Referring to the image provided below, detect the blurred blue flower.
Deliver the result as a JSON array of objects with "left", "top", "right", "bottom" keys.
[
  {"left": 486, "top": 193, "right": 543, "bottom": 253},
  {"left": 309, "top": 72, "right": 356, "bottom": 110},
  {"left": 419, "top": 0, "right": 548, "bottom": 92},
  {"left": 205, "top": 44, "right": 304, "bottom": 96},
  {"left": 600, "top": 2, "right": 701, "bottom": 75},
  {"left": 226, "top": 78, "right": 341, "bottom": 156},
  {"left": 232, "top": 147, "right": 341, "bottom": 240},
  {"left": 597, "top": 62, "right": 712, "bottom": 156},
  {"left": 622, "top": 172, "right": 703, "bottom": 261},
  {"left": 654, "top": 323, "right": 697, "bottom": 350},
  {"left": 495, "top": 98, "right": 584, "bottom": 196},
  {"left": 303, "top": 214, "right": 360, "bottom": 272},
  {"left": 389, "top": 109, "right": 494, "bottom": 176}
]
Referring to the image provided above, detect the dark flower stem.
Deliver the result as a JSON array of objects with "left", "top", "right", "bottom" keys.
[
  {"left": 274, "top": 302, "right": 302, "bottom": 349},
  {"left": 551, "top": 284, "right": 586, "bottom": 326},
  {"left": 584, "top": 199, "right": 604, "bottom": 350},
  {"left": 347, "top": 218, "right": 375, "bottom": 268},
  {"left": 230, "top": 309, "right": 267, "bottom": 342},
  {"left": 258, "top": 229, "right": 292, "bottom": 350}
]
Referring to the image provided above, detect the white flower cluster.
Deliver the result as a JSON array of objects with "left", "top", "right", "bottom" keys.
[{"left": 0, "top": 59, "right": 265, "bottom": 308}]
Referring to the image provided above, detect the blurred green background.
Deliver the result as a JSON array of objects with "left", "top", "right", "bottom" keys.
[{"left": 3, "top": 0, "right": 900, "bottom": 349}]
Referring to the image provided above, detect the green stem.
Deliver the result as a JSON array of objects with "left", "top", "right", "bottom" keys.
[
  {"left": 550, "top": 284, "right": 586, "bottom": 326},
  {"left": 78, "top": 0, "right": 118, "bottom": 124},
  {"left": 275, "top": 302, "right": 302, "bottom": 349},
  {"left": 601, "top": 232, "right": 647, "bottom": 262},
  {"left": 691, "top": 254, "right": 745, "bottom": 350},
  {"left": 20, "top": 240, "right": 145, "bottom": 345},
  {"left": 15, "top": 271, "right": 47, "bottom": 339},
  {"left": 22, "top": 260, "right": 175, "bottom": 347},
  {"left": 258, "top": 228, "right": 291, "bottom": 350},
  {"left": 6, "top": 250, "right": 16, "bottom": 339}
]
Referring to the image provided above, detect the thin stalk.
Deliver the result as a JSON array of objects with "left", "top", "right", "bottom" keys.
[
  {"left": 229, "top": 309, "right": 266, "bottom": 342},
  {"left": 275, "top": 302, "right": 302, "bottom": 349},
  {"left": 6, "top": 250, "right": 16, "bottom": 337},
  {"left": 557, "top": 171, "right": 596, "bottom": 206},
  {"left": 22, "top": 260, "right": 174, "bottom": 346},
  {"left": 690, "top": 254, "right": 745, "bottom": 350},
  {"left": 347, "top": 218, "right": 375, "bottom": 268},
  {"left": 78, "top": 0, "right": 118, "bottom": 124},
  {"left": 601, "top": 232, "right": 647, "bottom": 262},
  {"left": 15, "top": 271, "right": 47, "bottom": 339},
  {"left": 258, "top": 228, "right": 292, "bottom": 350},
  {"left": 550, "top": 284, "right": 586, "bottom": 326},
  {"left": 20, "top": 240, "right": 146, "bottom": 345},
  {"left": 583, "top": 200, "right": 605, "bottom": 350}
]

The task: A full, exact copy of the entries is required. Return it.

Output for this task:
Referring to the image provided below, detect the blurred blue flower.
Deliver the result as a JSON array of objects with "left", "top", "right", "bottom" keys.
[
  {"left": 486, "top": 193, "right": 543, "bottom": 253},
  {"left": 309, "top": 72, "right": 356, "bottom": 110},
  {"left": 419, "top": 0, "right": 548, "bottom": 92},
  {"left": 205, "top": 44, "right": 304, "bottom": 96},
  {"left": 600, "top": 2, "right": 701, "bottom": 75},
  {"left": 226, "top": 78, "right": 341, "bottom": 156},
  {"left": 232, "top": 147, "right": 341, "bottom": 240},
  {"left": 597, "top": 62, "right": 712, "bottom": 156},
  {"left": 622, "top": 172, "right": 703, "bottom": 261},
  {"left": 654, "top": 323, "right": 697, "bottom": 350},
  {"left": 495, "top": 98, "right": 584, "bottom": 196},
  {"left": 303, "top": 214, "right": 360, "bottom": 272},
  {"left": 389, "top": 109, "right": 494, "bottom": 176}
]
Referring to the image provided above, detect the dark flower stem.
Deliver the result as a JSON array of objects with "left", "top", "right", "bottom" keys.
[
  {"left": 274, "top": 302, "right": 302, "bottom": 349},
  {"left": 551, "top": 284, "right": 586, "bottom": 326},
  {"left": 584, "top": 199, "right": 604, "bottom": 350},
  {"left": 347, "top": 218, "right": 375, "bottom": 268},
  {"left": 230, "top": 309, "right": 267, "bottom": 342},
  {"left": 258, "top": 229, "right": 292, "bottom": 350}
]
Referring to the image provided above, detect the white flower cluster.
Deliver the result as a JSON array of objects with "left", "top", "right", "bottom" keys.
[{"left": 0, "top": 59, "right": 265, "bottom": 308}]
Referring to the image provided above, detect the blurred green background.
Deliver the result as a JSON array of objects with "left", "top", "right", "bottom" keys.
[{"left": 3, "top": 0, "right": 900, "bottom": 349}]
Referring to the image provided above, detect the green stem.
Deliver the result as a JSON array of objects with "left", "top", "right", "bottom" keys.
[
  {"left": 550, "top": 284, "right": 586, "bottom": 326},
  {"left": 78, "top": 0, "right": 118, "bottom": 124},
  {"left": 275, "top": 302, "right": 302, "bottom": 349},
  {"left": 601, "top": 232, "right": 647, "bottom": 262},
  {"left": 691, "top": 254, "right": 745, "bottom": 350},
  {"left": 20, "top": 240, "right": 145, "bottom": 345},
  {"left": 15, "top": 271, "right": 47, "bottom": 339},
  {"left": 22, "top": 260, "right": 175, "bottom": 347},
  {"left": 258, "top": 228, "right": 291, "bottom": 350},
  {"left": 6, "top": 250, "right": 16, "bottom": 339}
]
Referring to the image provided above, detect the thin stalk.
Deliver the result as a JSON array of objects with "left", "top", "right", "bottom" keys.
[
  {"left": 229, "top": 309, "right": 266, "bottom": 342},
  {"left": 275, "top": 302, "right": 302, "bottom": 349},
  {"left": 6, "top": 250, "right": 16, "bottom": 337},
  {"left": 557, "top": 171, "right": 596, "bottom": 206},
  {"left": 22, "top": 260, "right": 174, "bottom": 346},
  {"left": 690, "top": 254, "right": 745, "bottom": 350},
  {"left": 347, "top": 218, "right": 375, "bottom": 268},
  {"left": 78, "top": 0, "right": 118, "bottom": 124},
  {"left": 601, "top": 232, "right": 647, "bottom": 262},
  {"left": 15, "top": 271, "right": 47, "bottom": 339},
  {"left": 258, "top": 228, "right": 292, "bottom": 350},
  {"left": 550, "top": 284, "right": 586, "bottom": 326},
  {"left": 20, "top": 240, "right": 146, "bottom": 345},
  {"left": 583, "top": 200, "right": 605, "bottom": 350}
]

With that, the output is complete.